• EXERCISE AIM
Please add 68 to every coordinate value in the material, starting with the line that contains "Annotate the corinthian" and going on through the end of the material. Write out each of those lines, changing nothing else in them.

• THE INPUT
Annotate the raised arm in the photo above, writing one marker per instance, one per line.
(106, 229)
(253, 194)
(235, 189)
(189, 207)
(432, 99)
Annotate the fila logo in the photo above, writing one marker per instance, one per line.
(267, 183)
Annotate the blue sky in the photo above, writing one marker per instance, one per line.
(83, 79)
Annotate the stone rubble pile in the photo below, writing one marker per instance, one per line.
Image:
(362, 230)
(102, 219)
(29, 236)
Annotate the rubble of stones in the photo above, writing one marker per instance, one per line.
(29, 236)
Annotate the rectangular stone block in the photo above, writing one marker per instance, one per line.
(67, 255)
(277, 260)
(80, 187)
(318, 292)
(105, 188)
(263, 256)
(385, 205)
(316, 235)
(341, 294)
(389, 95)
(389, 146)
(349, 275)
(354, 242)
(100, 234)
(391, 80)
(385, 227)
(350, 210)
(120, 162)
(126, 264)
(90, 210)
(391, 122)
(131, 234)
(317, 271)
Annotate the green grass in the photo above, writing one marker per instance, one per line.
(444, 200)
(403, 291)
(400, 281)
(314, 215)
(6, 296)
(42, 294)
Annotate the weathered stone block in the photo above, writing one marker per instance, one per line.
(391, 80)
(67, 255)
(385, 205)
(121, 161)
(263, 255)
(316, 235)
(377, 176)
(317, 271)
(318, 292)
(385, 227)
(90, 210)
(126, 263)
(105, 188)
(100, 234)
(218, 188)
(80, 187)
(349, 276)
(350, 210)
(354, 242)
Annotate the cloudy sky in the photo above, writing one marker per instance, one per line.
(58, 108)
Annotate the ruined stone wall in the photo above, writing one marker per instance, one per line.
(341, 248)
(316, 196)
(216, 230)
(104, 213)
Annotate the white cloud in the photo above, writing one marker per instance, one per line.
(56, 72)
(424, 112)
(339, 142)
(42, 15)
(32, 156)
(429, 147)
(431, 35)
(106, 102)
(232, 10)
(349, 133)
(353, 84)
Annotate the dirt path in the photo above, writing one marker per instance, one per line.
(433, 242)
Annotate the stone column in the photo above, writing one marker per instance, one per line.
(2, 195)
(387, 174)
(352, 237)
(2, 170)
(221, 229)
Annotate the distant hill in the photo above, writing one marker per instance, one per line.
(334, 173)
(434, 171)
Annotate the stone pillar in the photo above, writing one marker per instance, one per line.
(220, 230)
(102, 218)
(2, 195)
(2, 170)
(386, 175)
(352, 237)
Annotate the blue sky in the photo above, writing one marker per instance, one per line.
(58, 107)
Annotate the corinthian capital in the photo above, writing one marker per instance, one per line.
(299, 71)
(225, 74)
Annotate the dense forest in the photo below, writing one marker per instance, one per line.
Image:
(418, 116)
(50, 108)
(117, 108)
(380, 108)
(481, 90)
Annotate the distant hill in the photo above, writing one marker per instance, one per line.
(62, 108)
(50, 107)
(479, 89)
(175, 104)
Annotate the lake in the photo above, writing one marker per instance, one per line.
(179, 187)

• ANSWER FOR THIS EXERCISE
Annotate the corinthian capital in the photo above, writing one marker per instance, one per line.
(367, 139)
(293, 142)
Annotate the dense forest in the photo below, writing one marker per instance, one per line.
Image:
(486, 184)
(118, 176)
(185, 176)
(448, 176)
(549, 158)
Annotate the distant hill in the photo above, writing one marker per instance, one per line.
(130, 176)
(118, 175)
(547, 157)
(243, 172)
Annotate the lake in the photo above, writing one marker per instance, one per line.
(247, 255)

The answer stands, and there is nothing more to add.